_작성 지시문_.
아래 항목 전체를 다시 적되, "single marker"를 모두 "single point"로 치환하고 다른 부분은 손대지 마세요.

_데이터 행_.
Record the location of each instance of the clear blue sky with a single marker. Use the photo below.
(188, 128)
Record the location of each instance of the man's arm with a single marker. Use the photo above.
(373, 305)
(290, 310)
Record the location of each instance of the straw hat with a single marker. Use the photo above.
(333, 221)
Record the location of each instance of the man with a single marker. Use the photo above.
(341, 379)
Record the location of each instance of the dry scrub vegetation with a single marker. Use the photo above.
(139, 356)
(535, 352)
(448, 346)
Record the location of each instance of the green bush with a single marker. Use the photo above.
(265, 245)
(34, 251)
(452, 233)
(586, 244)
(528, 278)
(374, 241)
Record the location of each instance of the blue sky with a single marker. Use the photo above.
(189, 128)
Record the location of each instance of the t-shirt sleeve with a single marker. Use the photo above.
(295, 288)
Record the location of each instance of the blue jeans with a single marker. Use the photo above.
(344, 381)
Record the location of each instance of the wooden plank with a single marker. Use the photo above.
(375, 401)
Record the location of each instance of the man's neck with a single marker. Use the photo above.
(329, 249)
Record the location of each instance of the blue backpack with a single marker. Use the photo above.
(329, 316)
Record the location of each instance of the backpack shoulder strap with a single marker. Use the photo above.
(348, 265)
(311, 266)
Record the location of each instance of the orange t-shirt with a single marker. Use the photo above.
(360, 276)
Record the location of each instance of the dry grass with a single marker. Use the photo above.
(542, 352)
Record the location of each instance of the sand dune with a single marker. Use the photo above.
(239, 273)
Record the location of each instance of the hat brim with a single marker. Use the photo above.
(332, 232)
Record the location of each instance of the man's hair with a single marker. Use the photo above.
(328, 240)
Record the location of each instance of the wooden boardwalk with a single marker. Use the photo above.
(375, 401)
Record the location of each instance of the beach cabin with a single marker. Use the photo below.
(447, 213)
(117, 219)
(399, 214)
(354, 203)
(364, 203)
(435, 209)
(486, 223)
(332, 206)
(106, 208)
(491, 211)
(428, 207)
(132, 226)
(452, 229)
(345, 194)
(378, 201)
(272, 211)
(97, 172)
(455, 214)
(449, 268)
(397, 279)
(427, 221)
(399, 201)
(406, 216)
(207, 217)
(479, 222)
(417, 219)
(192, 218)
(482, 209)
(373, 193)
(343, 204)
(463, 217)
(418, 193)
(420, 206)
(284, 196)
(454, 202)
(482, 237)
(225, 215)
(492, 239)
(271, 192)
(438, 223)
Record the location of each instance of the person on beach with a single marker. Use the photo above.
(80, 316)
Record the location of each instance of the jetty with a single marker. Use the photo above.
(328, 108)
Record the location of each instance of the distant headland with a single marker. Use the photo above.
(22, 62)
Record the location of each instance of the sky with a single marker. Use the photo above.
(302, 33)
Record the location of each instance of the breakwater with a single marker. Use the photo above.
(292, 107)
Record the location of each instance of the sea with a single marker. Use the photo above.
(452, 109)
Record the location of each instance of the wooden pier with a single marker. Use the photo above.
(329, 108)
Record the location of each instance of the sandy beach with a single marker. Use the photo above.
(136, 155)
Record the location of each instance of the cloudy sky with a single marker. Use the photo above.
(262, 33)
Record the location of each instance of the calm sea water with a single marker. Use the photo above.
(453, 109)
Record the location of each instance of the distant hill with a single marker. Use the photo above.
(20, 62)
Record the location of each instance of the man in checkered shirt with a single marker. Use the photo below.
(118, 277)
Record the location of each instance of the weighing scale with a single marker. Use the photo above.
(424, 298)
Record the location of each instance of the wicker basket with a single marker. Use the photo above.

_과제 출력 결과_.
Record the location of each instance of the clear blue sky with a single point. Use the photo below.
(188, 128)
Record the location of each instance of the man's arm with a single point. Use the photo above.
(373, 305)
(290, 310)
Record the location of each instance of the straw hat with a single point. Use the photo above.
(333, 221)
Record the location of each instance of the man with a single point. Use the photo above.
(341, 379)
Record the location of each instance of the dry scrub vegetation with a single point. Use the photo above.
(139, 356)
(535, 352)
(448, 346)
Record the location of each instance of the green bush with a single point. Use the photo above.
(265, 245)
(34, 251)
(452, 233)
(586, 244)
(528, 278)
(374, 241)
Record the location of each instance of the blue sky with a single point. Use the photo above.
(189, 128)
Record the location of each instance of the t-shirt sleeve with a single point. Use the photo above.
(295, 288)
Record the location of each instance of the blue jeans with a single point. Use the photo above.
(344, 381)
Record the location of each instance of the wooden plank with a single point. Use the photo above.
(375, 401)
Record the location of each instance of the man's neck with a single point. Use the photo above.
(329, 249)
Record the location of each instance of the blue backpack with a single point. Use the photo above.
(329, 316)
Record the location of each instance of the backpack shoulder strap with a single point. Use the photo above.
(348, 265)
(311, 266)
Record the location of each instance of the orange t-shirt with a single point. Use the photo above.
(360, 276)
Record the location of each instance of the dry grass with a single point. Use the photo above.
(542, 352)
Record the location of each instance of the sand dune with a single point. Use the photo above.
(239, 273)
Record the location of each instance of the hat brim with a single point. Use the photo above.
(332, 232)
Record the location of each instance of the man's hair with a single point. Use the photo above.
(328, 240)
Record the location of each instance of the wooden boardwalk with a single point. Use the photo above.
(375, 401)
Record the location of each instance of the beach cabin with a single point. Use the photo below.
(447, 213)
(117, 219)
(399, 214)
(354, 203)
(364, 203)
(435, 209)
(486, 223)
(332, 206)
(106, 208)
(491, 211)
(428, 207)
(132, 226)
(452, 229)
(345, 194)
(378, 201)
(272, 211)
(97, 172)
(455, 214)
(449, 268)
(397, 279)
(427, 221)
(399, 201)
(406, 216)
(207, 217)
(479, 222)
(417, 219)
(192, 218)
(482, 209)
(373, 193)
(343, 204)
(463, 217)
(418, 193)
(420, 206)
(284, 196)
(454, 202)
(482, 237)
(225, 215)
(492, 239)
(271, 192)
(438, 223)
Record the location of each instance of the person on beach with a single point. Use the photo above.
(80, 316)
Record the location of each instance of the jetty with a single point. Use the photo above.
(328, 108)
Record the location of each instance of the distant headland with a single point. Use the photo above.
(22, 62)
Record the location of each instance of the sky with a single point. Use the photo above.
(302, 33)
Record the location of each instance of the breakwater with a single point. Use the photo above.
(292, 107)
Record the location of each instance of the sea with a single point. Use the photo above.
(452, 109)
Record the location of each instance of the wooden pier with a single point. Use the photo above.
(329, 108)
Record the location of each instance of the sandy beach with a single point. Use the photo above.
(136, 155)
Record the location of each instance of the cloudy sky with a single point. Use the photo above.
(262, 33)
Record the location of each instance of the calm sea water with a single point. Use the photo above.
(453, 109)
Record the location of each instance of the distant hill with a single point. Use the photo above.
(20, 62)
Record the location of each instance of the man in checkered shirt with a single point. Use the photo below.
(118, 277)
Record the location of each instance of the weighing scale with a single point. Use the photo above.
(424, 298)
Record the location of each instance of the wicker basket with a single point. Use the photo above.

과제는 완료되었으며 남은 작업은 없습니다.